#### A sua tarefa:
Responda, com base no texto abaixo sobre as palavras do Papa Francisco:
(a) Onde reside a radicalidade de Francisco?
(b) Que evangelista o Papa se limitou a reproduzir?
(c) Ao que é que o texto diz que uma peça de museu é tudo o contrário?

#### Trecho do texto:
- - - - -

Já foi visto hoje na igreja?

A radicalidade de Francisco reside na radicalidade dos Evangelhos.

A imagem de uma igreja quase deserta com umas quantas senhoras, quase sempre de negro e de lenço na cabeça, a murmurar rezas mesmo quando o sacerdote as diz e supostamente a comunidade deveria escutar, é o mais perfeito retrato da oportunidade das palavras do Papa Francisco, ontem proferidas.

Não disse nada de novo, é certo. Limitou-se a reproduzir São Mateus e, a bem da verdade, a falar em linguagem aggiornata. Mas não é isto que se pede a um líder religioso? Ou pretendemos que a Bíblia seja um programa de vida actual para todos os tempos e, por isso, teremos de o adaptar àquele em que vivemos, o que não é difícil, por se tratar da mesma massa humana, ou mumificamos os textos sagrados e eles passam a peças de museu. E peça de museu é tudo o contrário de uma igreja qual “hospital de campanha”, montada em tendas, junto de quem mais necessita dela.

- - - - -

#### Bloco de dados:

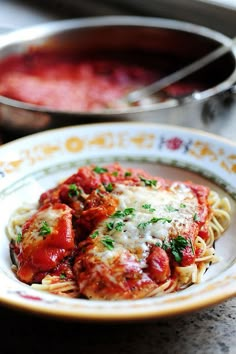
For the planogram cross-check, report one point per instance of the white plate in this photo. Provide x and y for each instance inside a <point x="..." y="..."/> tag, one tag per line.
<point x="37" y="162"/>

- - - - -

#### Resposta à tarefa:
(a) Na radicalidade dos Evangelhos.
(b) São Mateus.
(c) A uma igreja qual "hospital de campanha", montada em tendas, junto de quem mais necessita dela.